** BEGIN **
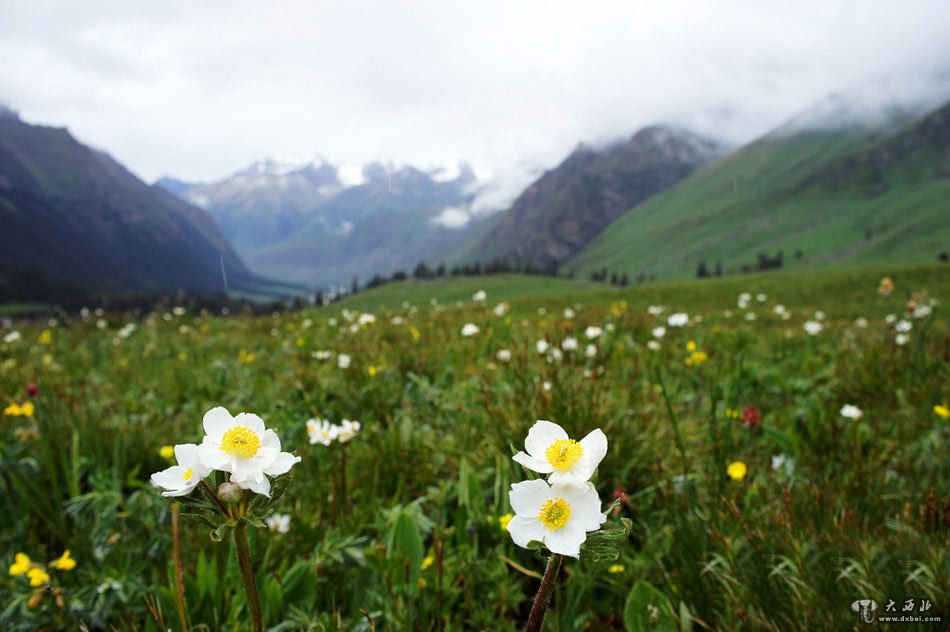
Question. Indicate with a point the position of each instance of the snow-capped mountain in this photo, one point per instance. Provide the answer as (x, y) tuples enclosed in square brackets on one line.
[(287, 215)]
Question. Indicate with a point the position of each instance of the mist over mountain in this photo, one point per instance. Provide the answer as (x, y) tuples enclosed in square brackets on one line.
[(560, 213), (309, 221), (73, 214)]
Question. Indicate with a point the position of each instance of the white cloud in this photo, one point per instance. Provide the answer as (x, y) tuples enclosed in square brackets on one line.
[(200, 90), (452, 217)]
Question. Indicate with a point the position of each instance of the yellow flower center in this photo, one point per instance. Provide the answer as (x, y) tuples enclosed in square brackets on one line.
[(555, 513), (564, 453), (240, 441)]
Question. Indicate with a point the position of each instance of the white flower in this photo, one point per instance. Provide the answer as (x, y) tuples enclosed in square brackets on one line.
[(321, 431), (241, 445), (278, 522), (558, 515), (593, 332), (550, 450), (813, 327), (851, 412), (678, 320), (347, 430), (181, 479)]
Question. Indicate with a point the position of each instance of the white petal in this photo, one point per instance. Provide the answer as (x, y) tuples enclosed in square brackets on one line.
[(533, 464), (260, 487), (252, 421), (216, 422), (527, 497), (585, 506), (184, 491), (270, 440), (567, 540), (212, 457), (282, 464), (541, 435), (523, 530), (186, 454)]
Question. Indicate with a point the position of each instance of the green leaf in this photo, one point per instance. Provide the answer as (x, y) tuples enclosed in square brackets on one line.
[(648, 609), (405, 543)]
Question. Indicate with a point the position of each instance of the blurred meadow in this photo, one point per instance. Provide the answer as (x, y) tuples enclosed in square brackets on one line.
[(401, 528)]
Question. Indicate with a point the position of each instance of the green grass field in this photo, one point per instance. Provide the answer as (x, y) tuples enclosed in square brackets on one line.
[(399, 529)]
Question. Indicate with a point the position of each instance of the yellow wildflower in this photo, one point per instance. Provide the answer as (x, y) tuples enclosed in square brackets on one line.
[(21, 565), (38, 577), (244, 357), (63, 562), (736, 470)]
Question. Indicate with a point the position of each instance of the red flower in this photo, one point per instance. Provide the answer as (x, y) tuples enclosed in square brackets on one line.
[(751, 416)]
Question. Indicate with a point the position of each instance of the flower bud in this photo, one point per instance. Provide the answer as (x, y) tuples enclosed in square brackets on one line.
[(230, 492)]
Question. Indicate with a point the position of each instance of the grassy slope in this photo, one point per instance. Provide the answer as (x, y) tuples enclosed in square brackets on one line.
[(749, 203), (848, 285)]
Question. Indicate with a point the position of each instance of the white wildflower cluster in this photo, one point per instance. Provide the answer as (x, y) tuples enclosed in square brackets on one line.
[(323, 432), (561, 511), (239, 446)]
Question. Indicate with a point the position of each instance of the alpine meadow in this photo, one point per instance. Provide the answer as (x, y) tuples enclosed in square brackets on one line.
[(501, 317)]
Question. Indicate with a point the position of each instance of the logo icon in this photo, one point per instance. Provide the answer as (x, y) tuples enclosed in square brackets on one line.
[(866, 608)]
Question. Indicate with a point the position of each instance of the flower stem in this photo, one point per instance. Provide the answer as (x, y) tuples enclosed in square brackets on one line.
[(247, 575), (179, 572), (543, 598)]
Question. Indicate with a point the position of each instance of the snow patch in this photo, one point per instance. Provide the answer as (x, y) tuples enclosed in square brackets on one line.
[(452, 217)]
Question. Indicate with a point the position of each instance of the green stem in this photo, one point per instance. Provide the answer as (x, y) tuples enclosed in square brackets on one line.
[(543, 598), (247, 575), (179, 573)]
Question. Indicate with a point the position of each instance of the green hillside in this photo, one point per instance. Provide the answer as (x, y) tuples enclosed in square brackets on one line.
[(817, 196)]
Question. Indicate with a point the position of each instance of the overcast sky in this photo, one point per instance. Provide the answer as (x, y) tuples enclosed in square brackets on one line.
** END **
** BEGIN **
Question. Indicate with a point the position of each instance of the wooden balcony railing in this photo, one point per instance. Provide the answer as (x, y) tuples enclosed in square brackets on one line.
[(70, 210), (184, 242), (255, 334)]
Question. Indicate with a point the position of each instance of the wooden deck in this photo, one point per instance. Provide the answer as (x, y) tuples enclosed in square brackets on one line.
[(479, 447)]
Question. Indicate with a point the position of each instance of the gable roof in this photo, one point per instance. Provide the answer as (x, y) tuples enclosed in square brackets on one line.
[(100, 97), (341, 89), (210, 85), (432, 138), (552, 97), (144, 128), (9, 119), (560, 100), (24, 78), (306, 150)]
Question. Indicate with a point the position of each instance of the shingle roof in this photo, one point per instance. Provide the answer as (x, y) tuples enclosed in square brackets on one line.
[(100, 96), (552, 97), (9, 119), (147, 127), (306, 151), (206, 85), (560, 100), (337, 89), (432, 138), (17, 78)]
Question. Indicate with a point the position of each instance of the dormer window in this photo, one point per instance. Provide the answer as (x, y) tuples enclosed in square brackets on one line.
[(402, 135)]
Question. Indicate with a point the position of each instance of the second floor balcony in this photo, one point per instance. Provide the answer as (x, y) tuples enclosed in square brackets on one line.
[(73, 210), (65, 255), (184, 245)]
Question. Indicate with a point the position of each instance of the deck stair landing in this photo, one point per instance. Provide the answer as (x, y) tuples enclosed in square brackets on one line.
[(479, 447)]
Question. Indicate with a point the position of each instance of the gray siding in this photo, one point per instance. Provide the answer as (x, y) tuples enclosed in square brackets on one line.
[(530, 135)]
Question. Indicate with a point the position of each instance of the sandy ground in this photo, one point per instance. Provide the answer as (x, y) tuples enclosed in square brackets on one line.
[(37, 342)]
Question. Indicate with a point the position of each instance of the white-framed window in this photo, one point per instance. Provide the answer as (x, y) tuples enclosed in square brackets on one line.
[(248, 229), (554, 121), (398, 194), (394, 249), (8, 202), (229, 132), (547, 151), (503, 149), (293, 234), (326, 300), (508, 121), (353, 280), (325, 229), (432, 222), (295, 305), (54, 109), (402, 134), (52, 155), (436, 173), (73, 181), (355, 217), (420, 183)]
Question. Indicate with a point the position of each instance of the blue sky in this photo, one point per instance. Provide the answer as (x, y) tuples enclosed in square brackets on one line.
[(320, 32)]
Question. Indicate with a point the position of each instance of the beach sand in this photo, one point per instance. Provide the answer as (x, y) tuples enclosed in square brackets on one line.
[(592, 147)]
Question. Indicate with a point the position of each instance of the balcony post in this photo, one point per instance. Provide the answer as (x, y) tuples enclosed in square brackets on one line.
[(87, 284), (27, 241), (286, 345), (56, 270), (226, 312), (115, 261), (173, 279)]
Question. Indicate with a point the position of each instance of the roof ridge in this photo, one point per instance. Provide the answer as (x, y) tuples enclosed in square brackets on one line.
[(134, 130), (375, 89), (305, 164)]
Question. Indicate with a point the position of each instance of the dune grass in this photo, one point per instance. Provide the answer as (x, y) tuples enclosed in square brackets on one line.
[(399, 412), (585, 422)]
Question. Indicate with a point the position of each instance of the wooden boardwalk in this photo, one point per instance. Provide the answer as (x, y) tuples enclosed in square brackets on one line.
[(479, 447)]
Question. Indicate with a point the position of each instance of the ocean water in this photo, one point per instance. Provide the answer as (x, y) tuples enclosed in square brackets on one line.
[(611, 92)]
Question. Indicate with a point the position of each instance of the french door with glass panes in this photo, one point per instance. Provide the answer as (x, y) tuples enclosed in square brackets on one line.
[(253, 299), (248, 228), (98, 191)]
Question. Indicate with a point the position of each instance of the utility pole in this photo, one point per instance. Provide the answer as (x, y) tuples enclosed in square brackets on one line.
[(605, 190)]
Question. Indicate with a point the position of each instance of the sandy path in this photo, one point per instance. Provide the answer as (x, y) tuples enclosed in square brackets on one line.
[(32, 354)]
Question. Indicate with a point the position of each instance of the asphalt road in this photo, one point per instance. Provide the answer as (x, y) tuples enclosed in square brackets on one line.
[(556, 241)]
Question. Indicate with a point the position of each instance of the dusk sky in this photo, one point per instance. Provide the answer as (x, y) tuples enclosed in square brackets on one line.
** END **
→ TASK DETAILS
Reproduce the data above verbatim, starting at the line containing "the yellow flower" and continuing through the line containing "[(555, 513), (564, 453), (240, 441)]", with both of those lines included.

→ RESPONSE
Question. Indicate with a point the position of each instance of the yellow flower center in this photo, one point per instance. Provide the answer as (x, y) tuples enclosed in square brackets on one line.
[(555, 513), (564, 453), (240, 441)]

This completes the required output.